- [What to produce]: With pictures left out, set down every record word for word.

Provided material: Begin

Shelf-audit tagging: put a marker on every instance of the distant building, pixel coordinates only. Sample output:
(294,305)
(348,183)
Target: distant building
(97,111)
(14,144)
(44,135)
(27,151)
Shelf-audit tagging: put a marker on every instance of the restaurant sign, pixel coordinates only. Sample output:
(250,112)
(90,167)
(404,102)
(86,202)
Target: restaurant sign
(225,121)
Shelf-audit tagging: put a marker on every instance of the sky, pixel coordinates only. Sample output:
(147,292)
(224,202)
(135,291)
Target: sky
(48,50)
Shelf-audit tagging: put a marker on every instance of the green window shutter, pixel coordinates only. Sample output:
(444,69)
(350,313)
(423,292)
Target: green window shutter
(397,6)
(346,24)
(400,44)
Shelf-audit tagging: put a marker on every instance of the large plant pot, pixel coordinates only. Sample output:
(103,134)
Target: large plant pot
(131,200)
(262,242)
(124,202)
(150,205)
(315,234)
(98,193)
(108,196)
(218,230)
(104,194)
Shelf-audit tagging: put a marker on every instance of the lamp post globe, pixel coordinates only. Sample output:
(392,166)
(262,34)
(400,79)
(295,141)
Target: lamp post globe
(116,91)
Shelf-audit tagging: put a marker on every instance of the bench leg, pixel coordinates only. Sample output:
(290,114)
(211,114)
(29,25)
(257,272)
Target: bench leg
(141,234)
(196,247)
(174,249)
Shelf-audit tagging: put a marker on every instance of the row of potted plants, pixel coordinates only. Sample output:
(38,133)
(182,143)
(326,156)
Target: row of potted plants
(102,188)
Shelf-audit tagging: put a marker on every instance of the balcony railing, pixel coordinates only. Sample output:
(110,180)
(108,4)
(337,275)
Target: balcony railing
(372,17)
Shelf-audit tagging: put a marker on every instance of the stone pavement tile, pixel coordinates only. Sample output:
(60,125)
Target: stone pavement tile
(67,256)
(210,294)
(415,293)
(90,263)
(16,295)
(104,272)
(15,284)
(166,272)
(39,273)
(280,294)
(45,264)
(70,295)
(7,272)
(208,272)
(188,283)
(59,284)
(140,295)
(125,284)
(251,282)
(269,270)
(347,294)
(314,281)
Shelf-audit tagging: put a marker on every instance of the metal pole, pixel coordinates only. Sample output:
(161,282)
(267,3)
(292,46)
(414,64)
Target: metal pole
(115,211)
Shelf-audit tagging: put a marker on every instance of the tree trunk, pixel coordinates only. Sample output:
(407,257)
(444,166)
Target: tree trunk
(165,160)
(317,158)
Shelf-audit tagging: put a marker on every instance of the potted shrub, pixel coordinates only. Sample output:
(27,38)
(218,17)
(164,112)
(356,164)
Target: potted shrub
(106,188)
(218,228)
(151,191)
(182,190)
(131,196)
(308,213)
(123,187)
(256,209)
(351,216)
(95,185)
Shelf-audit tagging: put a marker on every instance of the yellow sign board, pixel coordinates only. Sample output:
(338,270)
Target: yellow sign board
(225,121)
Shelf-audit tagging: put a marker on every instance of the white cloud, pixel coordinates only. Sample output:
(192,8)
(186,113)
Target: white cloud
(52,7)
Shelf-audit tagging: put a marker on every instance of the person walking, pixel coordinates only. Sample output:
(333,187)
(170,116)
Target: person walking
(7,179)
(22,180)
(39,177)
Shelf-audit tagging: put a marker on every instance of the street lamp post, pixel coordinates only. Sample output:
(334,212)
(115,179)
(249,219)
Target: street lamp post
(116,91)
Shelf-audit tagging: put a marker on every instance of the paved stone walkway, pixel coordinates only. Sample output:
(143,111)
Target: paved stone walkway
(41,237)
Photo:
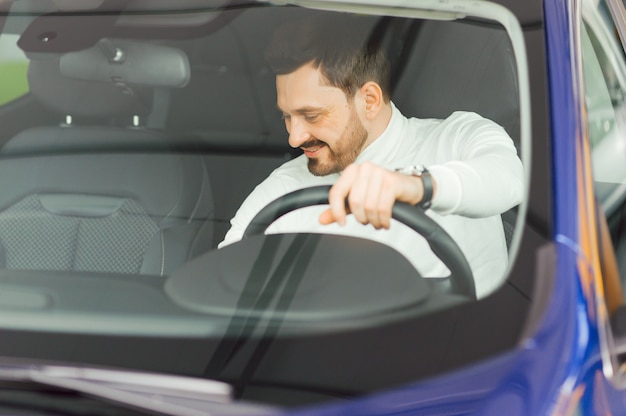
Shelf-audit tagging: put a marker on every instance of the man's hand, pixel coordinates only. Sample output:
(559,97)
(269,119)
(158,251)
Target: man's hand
(369,192)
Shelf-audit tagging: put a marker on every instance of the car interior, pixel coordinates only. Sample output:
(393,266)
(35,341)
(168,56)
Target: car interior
(109,167)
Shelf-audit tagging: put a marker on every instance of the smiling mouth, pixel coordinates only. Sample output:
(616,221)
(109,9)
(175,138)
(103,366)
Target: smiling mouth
(312,149)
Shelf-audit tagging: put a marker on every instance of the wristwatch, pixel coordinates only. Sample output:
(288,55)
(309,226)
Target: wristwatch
(421,172)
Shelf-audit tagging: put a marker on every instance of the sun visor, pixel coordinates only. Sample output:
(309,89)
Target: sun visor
(128,63)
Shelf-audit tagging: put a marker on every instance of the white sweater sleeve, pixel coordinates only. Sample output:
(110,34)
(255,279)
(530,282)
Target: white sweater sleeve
(483,175)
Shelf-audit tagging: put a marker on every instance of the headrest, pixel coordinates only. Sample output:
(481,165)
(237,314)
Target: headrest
(111,78)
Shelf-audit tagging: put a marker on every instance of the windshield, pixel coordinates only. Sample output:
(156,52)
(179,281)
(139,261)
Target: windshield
(142,151)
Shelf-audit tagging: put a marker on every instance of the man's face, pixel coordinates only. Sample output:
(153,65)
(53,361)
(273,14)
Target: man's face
(320,120)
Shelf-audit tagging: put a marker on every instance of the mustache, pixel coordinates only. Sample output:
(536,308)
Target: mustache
(312,143)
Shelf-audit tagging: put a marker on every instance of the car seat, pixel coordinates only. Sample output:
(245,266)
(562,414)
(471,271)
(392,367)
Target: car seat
(104,190)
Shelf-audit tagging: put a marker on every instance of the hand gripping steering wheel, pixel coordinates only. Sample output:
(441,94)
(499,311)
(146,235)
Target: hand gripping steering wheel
(440,242)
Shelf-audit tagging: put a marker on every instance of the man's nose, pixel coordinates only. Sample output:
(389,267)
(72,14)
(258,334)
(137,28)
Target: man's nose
(298,133)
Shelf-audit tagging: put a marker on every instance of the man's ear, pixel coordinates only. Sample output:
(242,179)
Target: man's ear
(373,97)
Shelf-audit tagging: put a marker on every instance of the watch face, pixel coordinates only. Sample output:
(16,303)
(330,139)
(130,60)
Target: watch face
(416,170)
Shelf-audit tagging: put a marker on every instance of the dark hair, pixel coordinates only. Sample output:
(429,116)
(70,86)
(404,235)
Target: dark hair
(331,43)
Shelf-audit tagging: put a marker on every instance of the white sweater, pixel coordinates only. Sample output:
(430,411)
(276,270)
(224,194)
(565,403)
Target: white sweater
(478,175)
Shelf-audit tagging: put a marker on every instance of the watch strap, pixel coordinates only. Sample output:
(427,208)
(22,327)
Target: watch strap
(427,181)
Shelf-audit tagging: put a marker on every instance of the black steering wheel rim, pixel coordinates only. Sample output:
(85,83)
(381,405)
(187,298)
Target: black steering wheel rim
(443,246)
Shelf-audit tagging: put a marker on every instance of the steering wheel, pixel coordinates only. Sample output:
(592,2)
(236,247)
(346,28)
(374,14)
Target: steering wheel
(443,246)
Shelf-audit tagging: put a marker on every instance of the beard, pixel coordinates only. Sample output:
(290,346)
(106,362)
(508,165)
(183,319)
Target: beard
(345,152)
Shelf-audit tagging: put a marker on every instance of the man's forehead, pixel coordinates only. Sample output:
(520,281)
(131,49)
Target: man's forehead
(306,90)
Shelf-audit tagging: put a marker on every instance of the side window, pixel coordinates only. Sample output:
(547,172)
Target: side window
(13,67)
(604,71)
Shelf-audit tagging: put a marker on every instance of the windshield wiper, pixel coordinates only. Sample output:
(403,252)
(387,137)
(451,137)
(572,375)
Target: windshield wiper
(158,393)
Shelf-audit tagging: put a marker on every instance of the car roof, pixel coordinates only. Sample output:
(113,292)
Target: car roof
(527,12)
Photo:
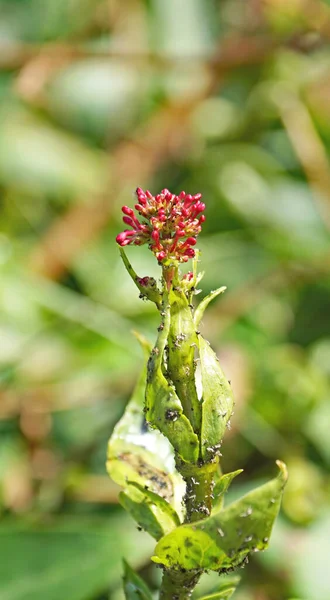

Provided material: End

- [Reply to the exercise]:
Shelf-audit tagging: put a marker on every instance of the distant building, pixel coordinates only. Sample output:
(294,305)
(348,183)
Target: distant building
(97,111)
(14,144)
(44,135)
(27,151)
Shelf-audit tagging: put a marker on every instance of the restaurant sign, pixel coordinates only. Sample output:
(250,112)
(90,167)
(404,102)
(86,202)
Target: restaurant sign
(225,121)
Shelf-audit tagging: put a marker on every instance of the sky, pixel coordinates only. Sample output:
(147,292)
(224,202)
(135,291)
Target: sky
(48,50)
Shelf-audit tagging: put a marker on every instance of the green window shutter, pixel coordinates only. Sample output:
(444,69)
(350,313)
(423,292)
Target: green window shutter
(397,6)
(346,24)
(400,44)
Shelf-audit tagging: put a marker on every instance of the large plant pot, pixel coordinates only. Sample output:
(103,134)
Target: large plant pot
(131,200)
(262,242)
(124,202)
(150,205)
(315,234)
(98,193)
(108,196)
(218,230)
(104,194)
Shelf-audit tagging: put a marker on every instance of the lamp post globe, pixel coordinates only. Sample output:
(392,166)
(262,34)
(400,79)
(295,141)
Target: lamp post globe
(116,91)
Shelf-audit tagging: put a marker on every instance of the bench leg, pixel coordinates only. Sample output:
(290,114)
(211,114)
(29,25)
(257,272)
Target: bench leg
(141,234)
(196,247)
(174,249)
Shelf-audit tagging: put a marker on every instance of the row of potted plants, pixel coordinates only. Sample output:
(38,133)
(182,143)
(326,156)
Target: row of potted plants
(102,188)
Shelf-audit tagging: put a marker on every instance of the balcony railing, pixel coordinates only. Sample output:
(110,180)
(108,4)
(337,275)
Target: balcony railing
(372,17)
Shelf-audit tagging: put a marker on every instance of the stone pavement tile, pixel coordinates only. Sample output:
(60,125)
Target: stone pavement tile
(67,256)
(210,294)
(415,293)
(90,263)
(16,295)
(104,272)
(15,284)
(166,272)
(39,273)
(280,294)
(45,264)
(70,295)
(7,272)
(208,272)
(188,283)
(59,284)
(140,295)
(125,284)
(251,282)
(269,270)
(347,294)
(314,281)
Shelf-audit tagging: put a marker on every instance of the metal pole, pixel coordinates only. Sample output:
(161,282)
(267,3)
(292,46)
(414,64)
Target: metal pole
(115,211)
Shelf-audit tagging: put a marker on every instance of the tree trunk, pixel coordinates only. Sample output:
(407,257)
(444,166)
Target: tree trunk
(165,160)
(317,158)
Shelf-audit tagging: put a marker on every instance of the potted shrub, pixel coordinates only. Sample output:
(27,38)
(218,17)
(164,112)
(356,164)
Target: potted shrub
(106,188)
(218,228)
(151,191)
(182,190)
(131,196)
(308,213)
(123,187)
(256,209)
(351,216)
(95,185)
Shelf-audit tagging: put a marker on every instance of the yellow sign board, pixel coordinates only. Sample output:
(338,270)
Target: yellow sign board
(225,121)
Shelf-audit tagging: put a marker on every instance of the white cloud, pixel coordinates only. Sample output:
(192,8)
(186,113)
Target: white cloud
(52,7)
Shelf-audit tagging: put a marker on every instance of the person walking, pixel coordinates only. Sample output:
(333,187)
(170,116)
Target: person walking
(7,179)
(22,180)
(39,177)
Shelf-audit tagging: put a marker on every instance of the street lamp post, pixel coordinates only. Sample output:
(334,212)
(115,179)
(249,219)
Target: street lamp post
(116,91)
Shelf-audit tagging: put a marker on every instance of the paved stone walkway, pixel coordinates only. Sample output:
(143,111)
Target: paved stone walkway
(41,237)
Photo:
Shelf-audit tagging: put a marker on every instance of the man's hand, pixel coordinates only. Sample output:
(559,97)
(269,119)
(158,251)
Target: man's hand
(369,192)
Shelf-audit tagging: put a marker on every instance of the car interior, pixel coordinates only. Sample output:
(393,266)
(35,341)
(168,56)
Target: car interior
(109,167)
Shelf-audit tagging: put a marker on every instance of the smiling mouth, pixel coordinates only. Sample output:
(616,221)
(109,9)
(175,138)
(103,366)
Target: smiling mouth
(312,149)
Shelf-audit tagging: put a marker on every instance of the wristwatch, pixel coordinates only. Sample output:
(288,55)
(309,226)
Target: wristwatch
(421,172)
Shelf-audit tagging: put a marker on every instance of the sun visor, pixel coordinates only. Sample output:
(309,89)
Target: sun visor
(128,63)
Shelf-audit tagging: put a marker on every instance of the white sweater sleeve, pixel coordinates only. Sample output:
(110,34)
(255,279)
(530,282)
Target: white sweater sleeve
(483,175)
Shelf-audit tagging: put a marker on every instance of the headrest, pixel coordinates only. Sample output:
(481,165)
(237,314)
Target: headrest
(111,78)
Shelf-audit tagging: put a marker on every instance of the windshield, pixel coordinates only. Sample output:
(156,52)
(179,281)
(139,261)
Target: windshield
(142,151)
Shelf-audit tagging: put a marker on every instance of the man's face, pixel coordinates only. Sample output:
(153,65)
(53,361)
(273,14)
Target: man's face
(320,120)
Shelf-audit tagging: put a marker on every instance of the mustache, pixel coordinates only. Sample output:
(536,308)
Target: mustache
(312,143)
Shelf-audit tagging: put a marker on every instance of the car seat, pixel coordinates only. Sample output:
(245,266)
(562,414)
(471,271)
(392,367)
Target: car seat
(104,190)
Shelf-audit tagging: put a marker on every instance of the hand gripping steering wheel, pixel coordinates only. Sample output:
(441,94)
(499,311)
(146,235)
Target: hand gripping steering wheel
(440,242)
Shelf-audit tagging: put a marker on every instance of the man's nose, pixel coordinates only. Sample output:
(389,267)
(72,14)
(258,334)
(137,28)
Target: man's nose
(298,133)
Shelf-audit tagging: put a marker on every instance of the man's ear, pixel coordinates only. Sample output:
(242,179)
Target: man's ear
(373,97)
Shelf-audit tagging: put a marker on every instance of the watch face, pixel coordinates only. Sample output:
(16,303)
(330,139)
(130,60)
Target: watch face
(416,170)
Shelf-audit tagging: put a marker on every instance of the dark hair, pixel coordinates only. Sample output:
(429,116)
(70,86)
(404,235)
Target: dark hair
(331,43)
Shelf-audit tagging: put a marker on every instance of the white sweater, pixel coordinates only. Sample output:
(430,411)
(276,270)
(224,194)
(565,403)
Target: white sweater
(478,175)
Shelf-audit tagging: put a marker on every instance of the watch strap, pixel coordinates only. Sample output:
(427,208)
(22,327)
Target: watch strap
(427,181)
Shelf-audit tagging: put a marker on every instance of the black steering wheel rim, pixel coordinates only. Sample output:
(85,83)
(381,405)
(187,298)
Target: black steering wheel rim
(443,246)
Shelf-audit tagging: put a marker on every instance of the steering wheel, pixel coordinates only. Sample output:
(592,2)
(236,247)
(346,28)
(374,14)
Target: steering wheel
(443,246)
Shelf-audit tagging: put a marker on every instance of the beard, pixel coordinates only. Sample output:
(290,346)
(106,362)
(508,165)
(183,319)
Target: beard
(345,152)
Shelf-audit tagging: put a marker on every instance of the man's forehead, pixel coordinates only. Sample output:
(520,281)
(131,49)
Target: man's forehead
(306,90)
Shelf-audit tagging: put a marker on every instance of the side window, pixel coordinates only. Sample output:
(547,172)
Target: side window
(13,67)
(604,71)
Shelf-audit tagging: put a marker on every instance of the windshield wiper, pixel coordinates only. Sample output:
(403,252)
(387,137)
(451,137)
(572,375)
Target: windshield wiper
(158,393)
Shelf-audit tagging: put a marker on every instance of the car roof, pixel coordinates only. Sample output:
(113,292)
Target: car roof
(527,12)
Photo:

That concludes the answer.